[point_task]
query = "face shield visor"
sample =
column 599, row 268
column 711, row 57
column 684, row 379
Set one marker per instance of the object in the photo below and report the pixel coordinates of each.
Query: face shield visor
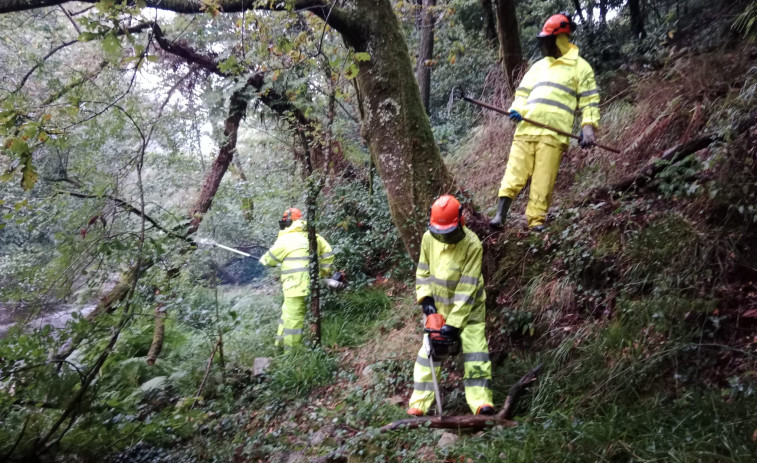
column 452, row 236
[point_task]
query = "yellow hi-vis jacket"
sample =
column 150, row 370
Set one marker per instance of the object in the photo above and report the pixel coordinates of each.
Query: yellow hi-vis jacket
column 451, row 274
column 291, row 251
column 551, row 92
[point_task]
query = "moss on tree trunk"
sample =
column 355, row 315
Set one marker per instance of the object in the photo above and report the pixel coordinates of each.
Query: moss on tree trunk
column 395, row 122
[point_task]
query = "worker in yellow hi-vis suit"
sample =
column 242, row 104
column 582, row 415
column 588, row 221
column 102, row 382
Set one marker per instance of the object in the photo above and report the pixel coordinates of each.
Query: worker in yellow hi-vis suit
column 291, row 251
column 550, row 92
column 449, row 282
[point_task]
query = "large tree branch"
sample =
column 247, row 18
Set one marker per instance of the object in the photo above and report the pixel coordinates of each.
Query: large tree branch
column 128, row 208
column 334, row 17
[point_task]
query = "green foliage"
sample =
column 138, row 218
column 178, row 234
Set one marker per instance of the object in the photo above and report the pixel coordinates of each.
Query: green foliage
column 358, row 224
column 295, row 373
column 349, row 319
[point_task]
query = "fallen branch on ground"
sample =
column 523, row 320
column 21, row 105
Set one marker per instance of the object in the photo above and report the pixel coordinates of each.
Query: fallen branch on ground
column 460, row 422
column 472, row 422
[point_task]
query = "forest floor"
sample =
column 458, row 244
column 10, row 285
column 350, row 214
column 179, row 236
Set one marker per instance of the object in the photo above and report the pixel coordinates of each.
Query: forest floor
column 641, row 306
____
# [Given task]
Return all of the items above line for line, unchanged, but leave the picture out.

# [In response]
[point_task]
query = "face shield visor"
sample =
column 599, row 268
column 711, row 57
column 684, row 379
Set one marker per instance of the object in the photo below and report the pixel coordinates of each.
Query: face shield visor
column 452, row 236
[point_task]
query = "yellow hi-vis jacket"
sample =
column 150, row 370
Set one marker per instance of the object in the photo above and report the pixel coordinates of each.
Query: yellow hi-vis jacket
column 451, row 274
column 291, row 251
column 551, row 92
[point_task]
query = "moss on tree trunk"
sample =
column 355, row 315
Set one marker per instance of the object in the photo above and report the pixel coordinates of each.
Query: moss on tree trunk
column 395, row 122
[point_task]
query = "worker in yellow hi-vis suit"
sample =
column 242, row 104
column 582, row 415
column 588, row 221
column 102, row 382
Set one marker per instance of the object in the photo above and report the pixel coordinates of each.
Query: worker in yellow hi-vis suit
column 291, row 251
column 550, row 92
column 449, row 282
[point_task]
query = "large tree branch"
sample =
column 247, row 18
Set one marker per instance of the object in the photo above and report the pixel coordinates of each.
Query: large tree branch
column 128, row 208
column 334, row 17
[point_task]
query = "green foliage"
sample =
column 138, row 218
column 178, row 234
Set one marker per instance of the object in the photo above and report the pixel coordinates of each.
Query: green foliage
column 358, row 224
column 295, row 373
column 349, row 319
[point_task]
query = "fallen branch on ground"
sample =
column 523, row 320
column 21, row 105
Set one marker per instance of the object in the photo above and report the pixel coordinates of each.
Query: fallen branch on ground
column 460, row 422
column 472, row 422
[point_task]
query = "forest floor"
sample =
column 458, row 244
column 10, row 285
column 350, row 214
column 179, row 236
Set one marker per instance of the object in the photo above and report the pixel coordinates of each.
Query: forest floor
column 641, row 306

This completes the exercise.